[Testo estratto]:
Giorgio Montanini
di Luca Capponi
In un paese dove la dignità è merce rara, gente come Giorgio Montanini rappresenta l’eccezione. Il caso limite. La mosca bianca. Colui che non vince mai in un mondo di trionfalisti. E che dalla sua ha solo l’eloquio. Come tutti i comici, pochi, degni di questo nome.
«Quelli come Keaton o Chaplin vengono dalla miseria, dal dolore, dalla tragedia, sono personaggi che possono permettersi di essere spietati perché perdono sempre». “Eloquio di un perdente”, appunto, è il titolo dello spettacolo che Montanini, fermano classe 1977, porterà al teatro Ventidio Basso giovedì 19 aprile alle 21. «Il titolo non c’entra con lo spettacolo in sé ma vuole essere un monito, in un momento in cui i comici elevano il loro status a quello di politico, di asceta, ecumenici quasi come Bergoglio, e non si rendono conto invece di rappresentare solo una bestemmia culturale e democratica» affonda il Nostro, come sempre senza peli sulla lingua, riferendosi in maniera esplicita a personaggi come Benigni o Grillo.
«Il primo poteva diventare un grande ma è passato da film come “Berlinguer ti voglio bene” a paraculate come “La vita è bella”. Il secondo, invece, non è mai stato mai nemmeno un comico ma solo uno con battute da bar che mio padre con la terza media ne faceva di migliori. -prosegue- Il comico è l’antitesi esatta del politico; il comico non cerca il consenso, il politico sì, e nel momento in cui l’intervento del comico diventa un programma politico tradisce la sua missione, spezza l’equilibrio democratico. Siamo tornati a un livello primitivo, non abbiamo più l’evoluzione culturale che ci permette di distinguere quale sia uno e quale l’altro».

[Sezione dati]:

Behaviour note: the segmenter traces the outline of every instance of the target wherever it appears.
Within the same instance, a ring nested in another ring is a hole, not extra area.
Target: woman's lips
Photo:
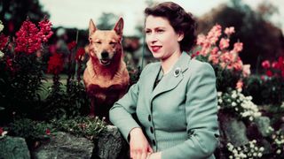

[Quesito]: Nell'articolo su Giorgio Montanini, dove e quando verrà presentato lo spettacolo "Eloquio di un perdente"?

[Risposta]: Al teatro Ventidio Basso, giovedì 19 aprile alle 21.